- [Task to complete] Pictures excluded, copy word for word the lines from the one holding "the low cloud" through the last line below.

##### Extracted entries #####

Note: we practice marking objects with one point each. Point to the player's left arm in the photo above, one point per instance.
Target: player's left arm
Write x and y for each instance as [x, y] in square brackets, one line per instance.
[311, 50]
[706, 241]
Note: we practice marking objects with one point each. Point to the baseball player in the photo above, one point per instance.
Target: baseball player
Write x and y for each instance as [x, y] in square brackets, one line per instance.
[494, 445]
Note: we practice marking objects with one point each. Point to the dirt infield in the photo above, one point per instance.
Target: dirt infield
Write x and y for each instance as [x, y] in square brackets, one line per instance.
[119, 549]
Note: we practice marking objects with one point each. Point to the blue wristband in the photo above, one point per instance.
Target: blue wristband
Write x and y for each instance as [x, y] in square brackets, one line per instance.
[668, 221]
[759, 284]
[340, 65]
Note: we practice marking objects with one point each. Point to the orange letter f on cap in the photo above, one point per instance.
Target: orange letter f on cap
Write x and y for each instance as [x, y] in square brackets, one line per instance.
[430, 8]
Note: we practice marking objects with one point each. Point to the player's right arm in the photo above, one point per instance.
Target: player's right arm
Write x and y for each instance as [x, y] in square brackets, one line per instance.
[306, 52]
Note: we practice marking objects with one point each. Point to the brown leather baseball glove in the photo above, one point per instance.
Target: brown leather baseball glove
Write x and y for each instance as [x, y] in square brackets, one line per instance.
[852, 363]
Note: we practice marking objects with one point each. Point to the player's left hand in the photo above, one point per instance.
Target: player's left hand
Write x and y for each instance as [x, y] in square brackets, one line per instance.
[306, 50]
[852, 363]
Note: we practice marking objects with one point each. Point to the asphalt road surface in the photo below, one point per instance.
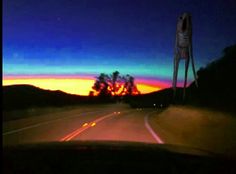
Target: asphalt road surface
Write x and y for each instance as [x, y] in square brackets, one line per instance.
[104, 122]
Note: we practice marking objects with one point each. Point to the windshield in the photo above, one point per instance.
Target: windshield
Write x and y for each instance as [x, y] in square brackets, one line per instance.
[157, 72]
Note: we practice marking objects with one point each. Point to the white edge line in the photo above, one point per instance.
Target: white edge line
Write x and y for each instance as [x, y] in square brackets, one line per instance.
[43, 123]
[154, 135]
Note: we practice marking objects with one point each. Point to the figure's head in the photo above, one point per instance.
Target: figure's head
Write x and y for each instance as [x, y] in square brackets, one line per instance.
[184, 23]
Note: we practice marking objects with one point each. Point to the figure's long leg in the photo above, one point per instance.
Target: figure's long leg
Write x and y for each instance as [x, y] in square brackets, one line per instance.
[175, 75]
[193, 67]
[186, 76]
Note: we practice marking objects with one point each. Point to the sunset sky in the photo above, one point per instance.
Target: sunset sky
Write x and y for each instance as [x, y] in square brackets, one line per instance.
[65, 44]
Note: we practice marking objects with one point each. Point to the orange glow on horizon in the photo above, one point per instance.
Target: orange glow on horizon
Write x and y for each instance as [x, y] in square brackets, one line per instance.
[79, 86]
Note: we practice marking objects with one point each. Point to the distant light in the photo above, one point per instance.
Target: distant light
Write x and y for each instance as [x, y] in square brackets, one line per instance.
[93, 124]
[85, 124]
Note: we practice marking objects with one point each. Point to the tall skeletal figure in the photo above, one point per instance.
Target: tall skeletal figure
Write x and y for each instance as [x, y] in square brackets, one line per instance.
[183, 49]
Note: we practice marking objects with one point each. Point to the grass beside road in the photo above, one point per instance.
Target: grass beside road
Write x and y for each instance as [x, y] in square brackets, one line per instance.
[196, 127]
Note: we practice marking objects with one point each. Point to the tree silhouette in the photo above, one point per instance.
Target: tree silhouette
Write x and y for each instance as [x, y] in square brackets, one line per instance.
[115, 85]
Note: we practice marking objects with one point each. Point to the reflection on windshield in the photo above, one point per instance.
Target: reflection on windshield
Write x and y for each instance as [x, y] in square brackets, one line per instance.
[101, 71]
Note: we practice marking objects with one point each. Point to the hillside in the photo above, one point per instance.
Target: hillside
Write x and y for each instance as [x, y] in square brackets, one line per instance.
[26, 96]
[217, 86]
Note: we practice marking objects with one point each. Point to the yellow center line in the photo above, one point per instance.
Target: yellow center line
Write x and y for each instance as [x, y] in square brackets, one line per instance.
[81, 129]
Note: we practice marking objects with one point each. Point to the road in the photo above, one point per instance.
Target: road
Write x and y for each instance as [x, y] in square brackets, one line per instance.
[108, 122]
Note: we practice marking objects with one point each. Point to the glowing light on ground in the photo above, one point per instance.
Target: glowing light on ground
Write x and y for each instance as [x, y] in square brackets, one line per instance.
[75, 84]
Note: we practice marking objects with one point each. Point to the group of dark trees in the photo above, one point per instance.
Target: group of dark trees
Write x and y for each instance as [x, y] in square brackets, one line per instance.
[114, 85]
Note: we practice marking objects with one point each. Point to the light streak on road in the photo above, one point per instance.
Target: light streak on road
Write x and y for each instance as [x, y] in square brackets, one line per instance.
[83, 128]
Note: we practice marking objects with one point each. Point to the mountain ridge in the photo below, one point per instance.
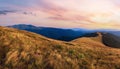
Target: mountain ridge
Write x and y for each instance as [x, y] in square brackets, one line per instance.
[20, 49]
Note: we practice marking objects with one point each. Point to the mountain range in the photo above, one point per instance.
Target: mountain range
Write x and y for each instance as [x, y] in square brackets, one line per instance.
[20, 49]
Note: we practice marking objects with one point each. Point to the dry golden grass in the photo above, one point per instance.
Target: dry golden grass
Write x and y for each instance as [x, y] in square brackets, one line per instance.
[25, 50]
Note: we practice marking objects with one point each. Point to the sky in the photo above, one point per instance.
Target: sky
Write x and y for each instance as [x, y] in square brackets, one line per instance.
[90, 14]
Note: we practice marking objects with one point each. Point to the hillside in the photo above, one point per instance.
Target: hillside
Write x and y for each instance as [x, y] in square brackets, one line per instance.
[54, 33]
[25, 50]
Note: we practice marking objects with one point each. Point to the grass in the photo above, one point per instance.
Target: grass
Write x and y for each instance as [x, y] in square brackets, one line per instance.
[25, 50]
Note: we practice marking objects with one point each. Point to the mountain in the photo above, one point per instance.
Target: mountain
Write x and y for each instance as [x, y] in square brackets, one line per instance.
[54, 33]
[20, 49]
[108, 39]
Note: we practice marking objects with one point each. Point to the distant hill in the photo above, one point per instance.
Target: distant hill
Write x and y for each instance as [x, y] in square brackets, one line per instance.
[54, 33]
[108, 39]
[26, 50]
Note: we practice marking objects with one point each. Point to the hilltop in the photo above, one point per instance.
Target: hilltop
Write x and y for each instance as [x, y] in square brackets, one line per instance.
[26, 50]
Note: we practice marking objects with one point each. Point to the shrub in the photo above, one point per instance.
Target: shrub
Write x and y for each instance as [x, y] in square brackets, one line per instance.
[71, 52]
[81, 55]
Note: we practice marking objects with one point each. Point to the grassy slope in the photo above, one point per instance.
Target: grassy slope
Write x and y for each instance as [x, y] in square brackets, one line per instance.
[25, 50]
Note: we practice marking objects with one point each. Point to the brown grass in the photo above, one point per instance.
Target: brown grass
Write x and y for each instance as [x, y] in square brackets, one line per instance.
[25, 50]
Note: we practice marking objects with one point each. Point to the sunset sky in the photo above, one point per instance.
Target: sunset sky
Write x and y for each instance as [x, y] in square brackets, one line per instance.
[90, 14]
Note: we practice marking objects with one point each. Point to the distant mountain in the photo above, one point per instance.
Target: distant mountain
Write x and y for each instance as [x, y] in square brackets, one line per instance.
[21, 49]
[54, 33]
[106, 38]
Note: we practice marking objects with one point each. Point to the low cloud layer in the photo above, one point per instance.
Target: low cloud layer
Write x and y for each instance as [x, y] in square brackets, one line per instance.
[90, 14]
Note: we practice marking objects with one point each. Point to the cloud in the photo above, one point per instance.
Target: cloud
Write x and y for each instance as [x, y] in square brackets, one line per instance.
[5, 12]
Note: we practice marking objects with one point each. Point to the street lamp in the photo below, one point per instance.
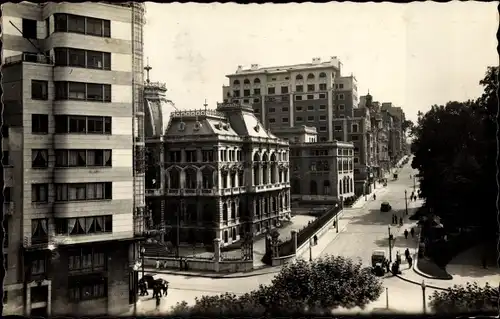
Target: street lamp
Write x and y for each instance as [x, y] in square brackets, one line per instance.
[390, 243]
[143, 250]
[423, 295]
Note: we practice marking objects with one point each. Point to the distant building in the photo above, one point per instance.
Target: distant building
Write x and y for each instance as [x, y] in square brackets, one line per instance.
[321, 171]
[225, 175]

#####

- [Response for this exercise]
Note: we practice marking objects with one point each. Point to the low cloud layer in the photo above, one point per instance.
Target: low cloud layer
Write x and y for each instance as [x, y] in square brackets, one line per instance.
[90, 14]
Note: we practice marking objects with one point each. Point to the cloud in the photo above, one point per instance.
Target: cloud
Write x and y for each instance as [x, y] in square brackets, one line per instance.
[5, 12]
Note: we practice marking objects with one point each. Point to the street lamp in the photo below, one point per instance.
Target: street lamp
Write x and y for each instance as [x, y] in square brackets, one line per instance.
[390, 243]
[143, 250]
[423, 295]
Note: we practice marking objects with one point each. Point to the distant building in the photo above, one point per instance.
Target: distant building
Write x and y for each instance as [x, y] in square brackets, one line per instance.
[321, 171]
[225, 175]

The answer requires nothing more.